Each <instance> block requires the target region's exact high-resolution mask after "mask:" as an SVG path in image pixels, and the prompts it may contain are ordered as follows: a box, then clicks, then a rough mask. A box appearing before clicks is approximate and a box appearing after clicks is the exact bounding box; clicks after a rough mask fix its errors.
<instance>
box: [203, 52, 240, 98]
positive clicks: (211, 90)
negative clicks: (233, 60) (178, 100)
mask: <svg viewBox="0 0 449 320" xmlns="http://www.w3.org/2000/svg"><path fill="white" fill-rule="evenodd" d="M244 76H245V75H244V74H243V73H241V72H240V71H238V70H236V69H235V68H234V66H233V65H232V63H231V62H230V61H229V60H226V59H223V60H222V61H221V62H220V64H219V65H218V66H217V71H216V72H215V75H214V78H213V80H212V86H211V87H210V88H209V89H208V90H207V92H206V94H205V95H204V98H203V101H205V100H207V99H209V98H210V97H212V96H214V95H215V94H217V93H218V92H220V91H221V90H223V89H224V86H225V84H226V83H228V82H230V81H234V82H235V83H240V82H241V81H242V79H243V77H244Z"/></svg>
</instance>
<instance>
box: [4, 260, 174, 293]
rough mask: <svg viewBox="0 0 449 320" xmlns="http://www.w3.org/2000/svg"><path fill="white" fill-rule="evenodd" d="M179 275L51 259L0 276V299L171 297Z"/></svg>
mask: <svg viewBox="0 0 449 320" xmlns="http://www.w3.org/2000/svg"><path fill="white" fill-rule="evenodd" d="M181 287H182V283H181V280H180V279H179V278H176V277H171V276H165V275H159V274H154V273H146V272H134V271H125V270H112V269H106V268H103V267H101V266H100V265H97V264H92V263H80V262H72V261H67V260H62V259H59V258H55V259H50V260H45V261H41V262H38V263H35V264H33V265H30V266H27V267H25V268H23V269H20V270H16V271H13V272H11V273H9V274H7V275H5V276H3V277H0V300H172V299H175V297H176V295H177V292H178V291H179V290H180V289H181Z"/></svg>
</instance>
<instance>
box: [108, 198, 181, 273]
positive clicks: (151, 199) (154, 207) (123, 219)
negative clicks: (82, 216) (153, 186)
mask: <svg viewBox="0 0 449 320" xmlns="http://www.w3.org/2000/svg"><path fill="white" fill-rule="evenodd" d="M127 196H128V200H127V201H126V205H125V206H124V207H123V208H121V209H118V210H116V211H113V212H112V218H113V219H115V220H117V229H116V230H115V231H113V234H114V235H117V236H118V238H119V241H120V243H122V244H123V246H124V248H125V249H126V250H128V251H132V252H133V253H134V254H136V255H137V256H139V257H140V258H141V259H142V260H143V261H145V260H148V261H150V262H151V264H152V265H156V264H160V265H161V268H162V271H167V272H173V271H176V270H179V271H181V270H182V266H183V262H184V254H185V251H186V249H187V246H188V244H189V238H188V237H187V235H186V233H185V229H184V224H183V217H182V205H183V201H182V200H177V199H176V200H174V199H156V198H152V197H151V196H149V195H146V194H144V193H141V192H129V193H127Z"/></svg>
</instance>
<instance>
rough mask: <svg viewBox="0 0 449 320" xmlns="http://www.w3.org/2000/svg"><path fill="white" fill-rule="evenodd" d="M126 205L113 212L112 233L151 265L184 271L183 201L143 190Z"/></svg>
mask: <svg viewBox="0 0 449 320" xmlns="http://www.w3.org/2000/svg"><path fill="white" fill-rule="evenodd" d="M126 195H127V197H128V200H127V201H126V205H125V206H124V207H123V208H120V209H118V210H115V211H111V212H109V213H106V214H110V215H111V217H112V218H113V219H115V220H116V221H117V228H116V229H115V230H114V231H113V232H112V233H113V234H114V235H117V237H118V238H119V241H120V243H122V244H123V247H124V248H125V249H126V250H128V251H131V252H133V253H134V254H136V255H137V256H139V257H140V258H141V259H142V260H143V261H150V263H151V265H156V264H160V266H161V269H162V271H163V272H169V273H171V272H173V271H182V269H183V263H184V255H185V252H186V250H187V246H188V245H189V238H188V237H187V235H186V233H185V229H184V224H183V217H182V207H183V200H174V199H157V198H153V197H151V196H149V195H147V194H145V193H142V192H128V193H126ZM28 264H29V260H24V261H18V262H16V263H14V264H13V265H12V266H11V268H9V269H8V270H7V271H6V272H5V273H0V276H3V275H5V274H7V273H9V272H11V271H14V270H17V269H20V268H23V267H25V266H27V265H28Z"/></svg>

* WORK REQUEST: Exactly how many lines of the records include "positive"? Provide the number by itself.

* RESPONSE TO THIS EXERCISE: 2